TEXT –

========

Police said he killed a woman in Memphis as he took her grey Toyota SUV, which he left behind when he stole a man's Dodge Challenger across the state line in Southaven, Mississippi.
Kelly was arrested without incident two hours after the initial police alert when he crashed the Challenger during a high speed chase, and two guns were found in the vehicle, Davis said.
As the shooter terrorised the city, buses stopped running and the Memphis Redbirds cleared the field during their minor-league baseball game. Friends and relatives frantically called and texted each other and TV stations cut into regular coverage with updates.
Police received “numerous tips” from the public during the ordeal, Ms. Davis said.
The University of Memphis sent a message to students saying a shooting had been reported near the campus. Rhodes College, which is about 6 km away from the university, advised students on and off campus to shelter in place. Kelly was ultimately arrested in the Memphis neighborhood of Whitehaven, about 18 km from the two campuses.
“If you do not have to be out, stay indoors until this is resolved," Memphis Police said on Twitter, before the arrest.
Police did not discuss a motive or release the identities of those who were killed or wounded. It was too early in the investigation to discuss how the suspect got the gun or guns used in the shootings, said Ali Roberts, acting assistant special agent in charge for the Bureau of Alcohol, Tobacco, Firearms and Explosives in Memphis.
Memphis has been shaken by several high-profile killings in recent weeks, including the shooting of a pastor during a daylight carjacking in her driveway, the shooting of an activist during an argument over money, and the slaying of a jogger abducted during her pre-dawn run.
“I understand it feels like so much violence and evil to experience in such a short time," Memphis City Council member Chase Carlisle said on Twitter. “We are SO much more than this.”
In February 2020, Kelly, then 17, was charged as an adult with attempted first-degree murder, aggravated assault, using a firearm to commit a dangerous felony and reckless endangerment with a deadly weapon, court records show.
Records show he pleaded guilty to aggravated assault and was sentenced in April 2021 to three years. Kelly was released from prison in March, 11 months after he was sentenced, the mayor said. Given the time he spent awaiting a resolution of his charges, he likely got credit for time served and spent more than two years behind bars.
Strickland thanked legislators for closing what he called a revolving door by passing Tennessee's “truth in sentencing” law this year. The statute, which took effect after Kelly was freed, requires serving entire sentences for various felonies, including attempted first-degree murder, vehicular homicide resulting from the driver’s intoxication and carjacking.
“From now on, three years for aggravated assault means three years,” the mayor said. “We need the courts and additional state laws to stop this revolving door and I need the public to make their voices heard by those decision makers.”
Standing beside him was Shelby County District Attorney Steve Mulroy, a fellow Democrat who was elected in August after arguing that the sentencing law does not reduce crime nor help incarcerated people rehabilitate, and drives up Tennessee’s prison budget. Republican Gov. Bill Lee, who favors criminal justice reform, allowed the measure to become law without his signature.
“I don’t want to get into a protracted policy debate tonight. I think tonight is a night for grieving and coming together and expressing concern about this horrific week that we’ve had. I can say in general what I’ve been saying all along — that repeat violent offenders require a tough response," Mulroy said.
Mulroy then repeated his call for a holistic approach including rehabilitation as well as long sentences, so that people leave prison with the skills they need to avoid returning to lives of crime.

========

EXTRACTED RECORDS –

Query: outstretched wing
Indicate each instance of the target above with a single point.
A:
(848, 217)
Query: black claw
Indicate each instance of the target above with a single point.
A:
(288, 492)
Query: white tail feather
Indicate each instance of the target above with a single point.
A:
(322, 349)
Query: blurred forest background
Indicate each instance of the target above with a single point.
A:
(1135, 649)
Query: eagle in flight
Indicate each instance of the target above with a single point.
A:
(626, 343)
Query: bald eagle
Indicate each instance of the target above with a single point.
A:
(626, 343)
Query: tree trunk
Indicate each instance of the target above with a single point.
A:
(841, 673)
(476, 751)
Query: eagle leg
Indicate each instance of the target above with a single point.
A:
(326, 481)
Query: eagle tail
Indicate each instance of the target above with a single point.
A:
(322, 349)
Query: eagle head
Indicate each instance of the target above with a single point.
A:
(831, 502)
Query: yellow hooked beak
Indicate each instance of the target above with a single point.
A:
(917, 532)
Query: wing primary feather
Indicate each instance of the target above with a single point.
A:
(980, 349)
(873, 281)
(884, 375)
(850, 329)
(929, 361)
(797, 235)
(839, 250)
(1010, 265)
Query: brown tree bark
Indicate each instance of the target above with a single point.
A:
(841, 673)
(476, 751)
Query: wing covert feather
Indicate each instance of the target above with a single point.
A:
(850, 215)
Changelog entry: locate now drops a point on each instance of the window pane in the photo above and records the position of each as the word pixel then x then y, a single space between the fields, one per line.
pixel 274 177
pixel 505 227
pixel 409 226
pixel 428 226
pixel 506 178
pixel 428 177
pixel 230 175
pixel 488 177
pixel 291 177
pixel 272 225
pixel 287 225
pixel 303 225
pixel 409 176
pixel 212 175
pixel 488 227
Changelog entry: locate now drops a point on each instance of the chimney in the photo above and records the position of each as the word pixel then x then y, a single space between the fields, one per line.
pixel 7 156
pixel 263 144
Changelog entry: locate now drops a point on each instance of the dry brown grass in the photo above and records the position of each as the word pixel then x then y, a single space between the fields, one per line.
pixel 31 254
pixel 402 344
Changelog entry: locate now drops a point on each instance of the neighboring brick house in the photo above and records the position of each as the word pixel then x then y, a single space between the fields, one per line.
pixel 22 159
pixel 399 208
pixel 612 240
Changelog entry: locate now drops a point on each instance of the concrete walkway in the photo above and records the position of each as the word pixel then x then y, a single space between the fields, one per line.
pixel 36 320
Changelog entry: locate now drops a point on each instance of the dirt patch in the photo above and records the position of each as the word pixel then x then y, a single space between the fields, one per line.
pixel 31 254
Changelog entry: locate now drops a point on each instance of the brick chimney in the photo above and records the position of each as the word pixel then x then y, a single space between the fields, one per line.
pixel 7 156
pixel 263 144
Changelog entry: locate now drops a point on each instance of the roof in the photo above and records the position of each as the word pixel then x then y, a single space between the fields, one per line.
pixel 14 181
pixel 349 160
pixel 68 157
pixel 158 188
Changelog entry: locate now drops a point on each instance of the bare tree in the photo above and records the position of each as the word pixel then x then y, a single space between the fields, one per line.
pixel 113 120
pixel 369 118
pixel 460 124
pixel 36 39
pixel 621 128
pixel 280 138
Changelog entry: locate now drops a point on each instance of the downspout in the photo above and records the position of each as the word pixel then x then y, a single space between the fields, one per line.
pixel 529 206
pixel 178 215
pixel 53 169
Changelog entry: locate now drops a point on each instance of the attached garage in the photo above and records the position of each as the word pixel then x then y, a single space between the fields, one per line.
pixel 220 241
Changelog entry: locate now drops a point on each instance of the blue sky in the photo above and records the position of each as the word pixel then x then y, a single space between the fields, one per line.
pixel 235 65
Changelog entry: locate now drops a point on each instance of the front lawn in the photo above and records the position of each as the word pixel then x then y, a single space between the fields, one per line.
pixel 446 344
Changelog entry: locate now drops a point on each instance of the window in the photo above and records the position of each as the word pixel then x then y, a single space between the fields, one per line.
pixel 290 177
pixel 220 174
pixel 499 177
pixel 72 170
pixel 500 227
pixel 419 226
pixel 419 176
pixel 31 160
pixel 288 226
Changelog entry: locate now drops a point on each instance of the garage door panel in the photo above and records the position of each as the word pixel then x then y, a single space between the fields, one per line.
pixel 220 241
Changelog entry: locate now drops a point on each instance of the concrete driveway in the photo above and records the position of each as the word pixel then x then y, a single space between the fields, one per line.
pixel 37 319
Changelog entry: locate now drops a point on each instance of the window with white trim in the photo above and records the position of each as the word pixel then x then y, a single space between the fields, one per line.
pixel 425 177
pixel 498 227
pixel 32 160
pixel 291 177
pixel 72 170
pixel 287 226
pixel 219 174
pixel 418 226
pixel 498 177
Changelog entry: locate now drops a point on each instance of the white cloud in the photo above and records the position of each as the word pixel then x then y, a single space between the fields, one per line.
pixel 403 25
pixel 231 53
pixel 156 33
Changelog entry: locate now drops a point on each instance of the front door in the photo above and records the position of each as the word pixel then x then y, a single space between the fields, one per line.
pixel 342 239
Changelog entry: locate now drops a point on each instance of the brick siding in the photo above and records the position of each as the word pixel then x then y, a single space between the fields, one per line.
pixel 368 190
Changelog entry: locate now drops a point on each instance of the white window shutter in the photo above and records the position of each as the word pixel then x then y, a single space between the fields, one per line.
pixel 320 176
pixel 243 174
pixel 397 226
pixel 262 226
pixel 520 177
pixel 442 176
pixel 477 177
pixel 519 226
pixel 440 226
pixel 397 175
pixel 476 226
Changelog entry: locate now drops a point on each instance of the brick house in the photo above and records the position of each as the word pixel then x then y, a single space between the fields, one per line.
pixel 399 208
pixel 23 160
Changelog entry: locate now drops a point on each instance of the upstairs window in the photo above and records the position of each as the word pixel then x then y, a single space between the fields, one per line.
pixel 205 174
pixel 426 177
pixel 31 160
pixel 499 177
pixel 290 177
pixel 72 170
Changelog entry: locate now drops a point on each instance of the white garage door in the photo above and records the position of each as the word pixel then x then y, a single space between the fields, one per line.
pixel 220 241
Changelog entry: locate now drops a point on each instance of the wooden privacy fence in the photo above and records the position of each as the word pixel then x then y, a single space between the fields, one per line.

========

TASKS AND EXERCISES –
#1 Answer from the Memphis shooting report:
(a) What vehicle did Kelly steal in Southaven, Mississippi?
(b) About how far is Rhodes College from the University of Memphis?
(c) In what month and year was Kelly sentenced, and to how many years?
#2 Output the passage of the Memphis shooting report between "Mulroy then repeated" and "lives of crime.", inclusive, copied verbatim.
Base every answer on the Memphis shooting report alone.

RESULTS FOR EACH TASK –
#1
(a) A man's Dodge Challenger.
(b) About 6 km.
(c) April 2021, to three years.

#2
Mulroy then repeated his call for a holistic approach including rehabilitation as well as long sentences, so that people leave prison with the skills they need to avoid returning to lives of crime.